> **Task prompt**
Everything in the records below is to be reproduced exactly, apart from the images.

> **Data records**
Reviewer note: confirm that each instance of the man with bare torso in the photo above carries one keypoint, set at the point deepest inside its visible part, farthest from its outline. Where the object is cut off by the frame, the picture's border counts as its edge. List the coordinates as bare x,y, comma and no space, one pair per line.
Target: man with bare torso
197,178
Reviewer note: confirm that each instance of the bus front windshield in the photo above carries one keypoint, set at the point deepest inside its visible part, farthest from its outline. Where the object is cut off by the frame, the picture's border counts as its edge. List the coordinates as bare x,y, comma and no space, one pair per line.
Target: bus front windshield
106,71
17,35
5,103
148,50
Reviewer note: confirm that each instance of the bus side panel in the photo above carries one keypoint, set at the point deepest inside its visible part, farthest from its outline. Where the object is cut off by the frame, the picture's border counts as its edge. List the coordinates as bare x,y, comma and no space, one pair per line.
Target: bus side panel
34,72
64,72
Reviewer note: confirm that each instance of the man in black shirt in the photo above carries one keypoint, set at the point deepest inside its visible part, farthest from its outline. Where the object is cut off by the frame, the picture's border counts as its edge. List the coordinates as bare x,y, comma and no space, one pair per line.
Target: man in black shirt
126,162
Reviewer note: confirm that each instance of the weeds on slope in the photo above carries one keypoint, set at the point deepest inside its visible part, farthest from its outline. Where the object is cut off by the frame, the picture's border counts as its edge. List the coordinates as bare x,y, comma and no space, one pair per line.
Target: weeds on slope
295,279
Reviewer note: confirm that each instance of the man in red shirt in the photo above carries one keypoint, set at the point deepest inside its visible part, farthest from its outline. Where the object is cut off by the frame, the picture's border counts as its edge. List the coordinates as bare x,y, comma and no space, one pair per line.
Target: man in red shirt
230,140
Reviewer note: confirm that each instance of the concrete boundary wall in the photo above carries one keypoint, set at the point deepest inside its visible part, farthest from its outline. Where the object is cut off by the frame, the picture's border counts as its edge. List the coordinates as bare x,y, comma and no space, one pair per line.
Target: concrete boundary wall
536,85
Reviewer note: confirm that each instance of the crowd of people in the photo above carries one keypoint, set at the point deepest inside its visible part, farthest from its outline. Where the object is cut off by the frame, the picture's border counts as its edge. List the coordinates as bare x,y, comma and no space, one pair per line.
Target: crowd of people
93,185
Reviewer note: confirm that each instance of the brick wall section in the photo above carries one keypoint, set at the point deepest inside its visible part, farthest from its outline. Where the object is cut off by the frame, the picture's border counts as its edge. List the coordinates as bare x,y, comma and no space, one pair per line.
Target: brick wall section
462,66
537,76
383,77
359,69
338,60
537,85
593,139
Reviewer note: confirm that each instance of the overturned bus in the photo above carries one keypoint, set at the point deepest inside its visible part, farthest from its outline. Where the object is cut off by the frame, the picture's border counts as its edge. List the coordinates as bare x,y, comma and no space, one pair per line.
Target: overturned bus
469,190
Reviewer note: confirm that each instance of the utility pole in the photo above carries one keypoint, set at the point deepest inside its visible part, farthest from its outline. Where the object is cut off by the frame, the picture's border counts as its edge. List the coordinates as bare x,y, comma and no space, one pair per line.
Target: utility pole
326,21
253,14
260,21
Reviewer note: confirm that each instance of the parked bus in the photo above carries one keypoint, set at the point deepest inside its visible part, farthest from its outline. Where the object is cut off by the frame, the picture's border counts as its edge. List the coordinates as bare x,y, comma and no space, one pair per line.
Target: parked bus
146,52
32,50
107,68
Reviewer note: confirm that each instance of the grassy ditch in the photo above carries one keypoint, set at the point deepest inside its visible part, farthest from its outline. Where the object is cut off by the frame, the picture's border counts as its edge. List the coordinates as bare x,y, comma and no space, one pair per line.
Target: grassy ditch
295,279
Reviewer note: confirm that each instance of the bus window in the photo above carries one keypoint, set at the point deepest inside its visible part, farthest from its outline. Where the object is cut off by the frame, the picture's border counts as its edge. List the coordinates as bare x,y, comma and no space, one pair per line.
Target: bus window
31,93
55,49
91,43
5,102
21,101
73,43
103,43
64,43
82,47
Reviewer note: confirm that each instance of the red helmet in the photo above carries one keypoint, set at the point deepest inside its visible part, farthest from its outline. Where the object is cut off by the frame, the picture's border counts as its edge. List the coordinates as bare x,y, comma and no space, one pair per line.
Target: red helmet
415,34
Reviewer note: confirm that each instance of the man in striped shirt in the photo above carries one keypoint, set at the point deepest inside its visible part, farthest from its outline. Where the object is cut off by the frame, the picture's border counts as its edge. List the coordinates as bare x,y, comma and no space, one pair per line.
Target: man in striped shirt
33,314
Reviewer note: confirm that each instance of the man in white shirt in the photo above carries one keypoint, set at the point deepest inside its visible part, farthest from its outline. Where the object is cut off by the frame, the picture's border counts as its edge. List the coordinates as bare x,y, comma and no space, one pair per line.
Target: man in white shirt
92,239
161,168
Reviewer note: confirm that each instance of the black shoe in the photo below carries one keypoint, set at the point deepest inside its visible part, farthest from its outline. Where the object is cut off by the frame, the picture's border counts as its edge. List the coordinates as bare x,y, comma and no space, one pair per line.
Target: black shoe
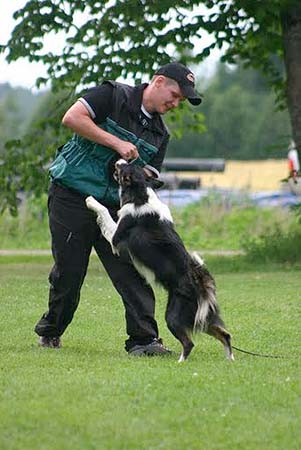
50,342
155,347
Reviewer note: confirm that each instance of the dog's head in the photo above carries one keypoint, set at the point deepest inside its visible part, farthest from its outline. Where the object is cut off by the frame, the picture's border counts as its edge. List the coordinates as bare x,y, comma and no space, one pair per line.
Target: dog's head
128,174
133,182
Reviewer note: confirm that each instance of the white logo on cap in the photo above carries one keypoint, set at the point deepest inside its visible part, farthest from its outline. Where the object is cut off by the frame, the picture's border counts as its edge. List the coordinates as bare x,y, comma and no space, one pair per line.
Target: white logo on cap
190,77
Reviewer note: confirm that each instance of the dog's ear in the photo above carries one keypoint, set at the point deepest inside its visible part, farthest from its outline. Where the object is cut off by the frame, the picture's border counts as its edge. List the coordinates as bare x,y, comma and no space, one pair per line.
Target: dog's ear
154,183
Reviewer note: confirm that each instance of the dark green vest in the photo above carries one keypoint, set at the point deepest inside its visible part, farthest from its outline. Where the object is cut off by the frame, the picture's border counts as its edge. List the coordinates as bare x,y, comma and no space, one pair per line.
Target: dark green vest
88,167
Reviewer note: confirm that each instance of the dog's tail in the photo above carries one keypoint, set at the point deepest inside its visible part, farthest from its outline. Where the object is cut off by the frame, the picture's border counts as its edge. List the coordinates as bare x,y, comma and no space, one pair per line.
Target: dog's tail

> **Written reply**
Reviewer note: confirm that each instance of the man with bare torso in the photo above carries one keypoint, set at the point deepest inside its visible part, farthest from its outline. Where the object is cut off by the frame, the picture's border counts as its edge. List the coordinates as bare x,y, comma and no space, one pair per line.
Target: man with bare torso
197,178
Reviewer note: confirm that each instance of the bus front windshield in the photo above carries one keypoint, set at the point deepest inside its visible part, farthest from its outline. Where the object is cut off by the frame, the picture's border counts as its edge. List the coordinates as bare x,y, comma and no space, one pair per line.
Target: bus front windshield
106,71
17,35
5,103
148,50
Reviewer note: confirm that each instance of the bus side panel in the photo above carries one keypoint, set at the point deepest inside its visible part, farthest from its outline. Where the object is cut off by the frame, the picture's border counts as its edge. List the coordinates as bare x,y, comma and no space, one pair per line.
Target: bus side panel
34,72
64,72
Reviewer note: confirm that each instance of the man in black shirt in the photo above carries one keypoint, set at the point deepest inside its visible part, farthest from its outline. Where the object is cut off by the frame, the picture's border counts as its edge. List the coordinates as bare x,y, comma and no space, one pair per line.
Target: man in black shirt
126,162
Reviewer note: confirm that each instance of the weeds on slope in the photo above carries one keypoint, set at the point deepest inside its visible part, farthest from its outline. Where the object is cut off by the frame, the picture's border counts as its edge. List the coordinates as bare x,y, comma and no space, one pair per line.
Target: weeds on slope
295,279
Reviewer note: confirm that each instance of the man in red shirt in the photo above carries one keypoint, set at the point deepest inside its visible part, farthest from its outline. Where the object is cut off by the frame, the picture's border counts as its edge. List the coordinates as bare x,y, comma and no space, one pair per line.
Target: man in red shirt
230,140
Reviewer note: confirm that each instance of the concrete boundary wall in the photo above carries one keypoint, set at the point deepest inside its visible part, farthest from its outline. Where the object is cut off by the frame, the picture's border counts as its edge. List the coordinates as bare x,y, comma and no space, one pair per line.
Target: concrete boundary wall
536,85
Reviewer note: confirm that each instance of the crowd of people in the photo above carries one keypoint, set at the point deepest inside its visible part, farthest from its outline. Where the object is cut off by the frame, the picture's border counts as its edge. List the coordinates as bare x,y, comma and no space, one pair per line.
Target: crowd of people
93,185
Reviewer note: confirm that each instance of the brick wall section in the photo above carries one keypoint, set at the point deepest inside its visible part, farthest from its outline. Where the object is cut off by the frame, the picture's border counts as its edge. List the coordinates as bare x,y, comma and no space, one pair per line.
Target: brick wall section
462,66
537,76
383,77
359,69
338,60
537,85
593,139
Reviewer note: confirm that each instance of the overturned bus in the photo above carries one keypoint, set at the point deepest inside its visible part, farthest from its outline. Where the object is cut off by the frame, the picture's border counts as its edge. List the coordinates as bare x,y, comma and no space, one pair per line.
Target: overturned bus
469,190
Reviewer note: confirm that each instance of the utility pole in the photo above carries one keypoint, set at the point deepest inside its visible part, farthest from its outline. Where the object is cut off by the frame, the picture's border counts as its edge. List the coordinates as bare x,y, comma and no space, one pair per line.
Target: utility pole
326,21
253,14
260,21
Reviewer note: confirm that each instance of the parked bus in the photo above carries one keypoint, set at the point deepest inside its visible part, farthest from its outline. Where the object is cut off by the frame, the picture's border counts as its edge. List the coordinates as bare x,y, comma and no space, one pair per line.
Target: parked bus
146,52
32,50
107,68
Reviewer note: confirm that each instance of the grassy ditch in the photo above carries one keypoint, set at the point deepest inside its visible part, farthest from its outline. Where the object is cut off by the frame, the picture's border counts as its edge. List the coordinates as bare x,y, comma and no space, one pair per line.
Target: grassy ditch
295,279
Reviewer note: confirm that each instance of the bus window in the photo above carries one keypoint, set at the point deepest inside its visible part, farthest from its outline. Where the object is cut off by the frame, the picture's border counts as its edge. List the coordinates as bare x,y, comma and no space, one pair per line.
Target: bus window
31,93
55,49
91,43
5,102
21,101
73,43
103,43
64,43
82,47
Reviewer note: confirm that each instance of the red helmet in the photo above carries one keypoint, set at the point deepest inside its visible part, farthest from its outline. Where the object is cut off by the frame, the picture's border counts as its edge. List the coordinates as bare x,y, comma and no space, one pair per line.
Target: red helmet
415,34
Reviewer note: confirm that each instance of the man in striped shirt in the photo above carries one keypoint, set at the point deepest inside its visible part, farthest from its outline. Where the object is cut off by the frame, the picture's border counts as its edge. List the coordinates as bare x,y, comma and no space, one pair per line.
Target: man in striped shirt
33,314
Reviewer note: confirm that each instance of the man in white shirt in the photo above carries one keypoint, set at the point deepest inside its visible part, farthest from its outline. Where the object is cut off by the frame, the picture's border counts as its edge. List the coordinates as bare x,y, comma and no space, one pair per line.
Target: man in white shirt
92,239
161,168
Reviewer note: confirm that each instance of the black shoe in the photo below carries one keypoint, set at the point deepest inside its visible part, farthest from its outline. Where the object is cut off by the frame, the picture's border counts as its edge. List the coordinates as bare x,y, comma and no space, one pair per line.
Target: black shoe
50,342
155,347
Reviewer note: confirm that each instance of the dog's head in the photo above carries one keypoint, set at the point deepest inside its visible part, farthest from its outline. Where the object is cut off by the frame, the picture's border counts as its edge. List the coordinates as bare x,y, comma and no space, one pair per line.
Target: dog's head
128,174
133,182
Reviewer note: confirm that each instance of the white logo on cap in the photo above carries one keypoint, set at the point deepest inside its visible part, farthest from its outline. Where the object is cut off by the frame, the picture's border counts as its edge. List the coordinates as bare x,y, comma and no space, one pair per line.
Target: white logo on cap
190,77
Reviewer note: confirm that each instance of the dog's ear in the photo above carries one keypoint, set at the point deepest inside its visible part, farthest from its outline. Where the object is cut off by the frame, the picture's border counts as its edge. List the coordinates as bare x,y, comma and no space, one pair per line.
Target: dog's ear
154,183
Reviewer note: confirm that each instance of the dark green vest in the photo above carries one keypoint, set at the point deepest inside its visible part, farthest from its outline. Where the object is cut off by the frame, the picture's border counts as its edge. List the coordinates as bare x,y, comma and no space, one pair per line.
Target: dark green vest
88,167
Reviewer note: confirm that each instance of the dog's tail in the photo above carries one keypoint, set at the point deepest inside its visible part, farthest from its outline. Where the object is cut off by the frame, the picture's border counts as its edge. List the coordinates as bare x,y, comma and no space, one pair per line.
Target: dog's tail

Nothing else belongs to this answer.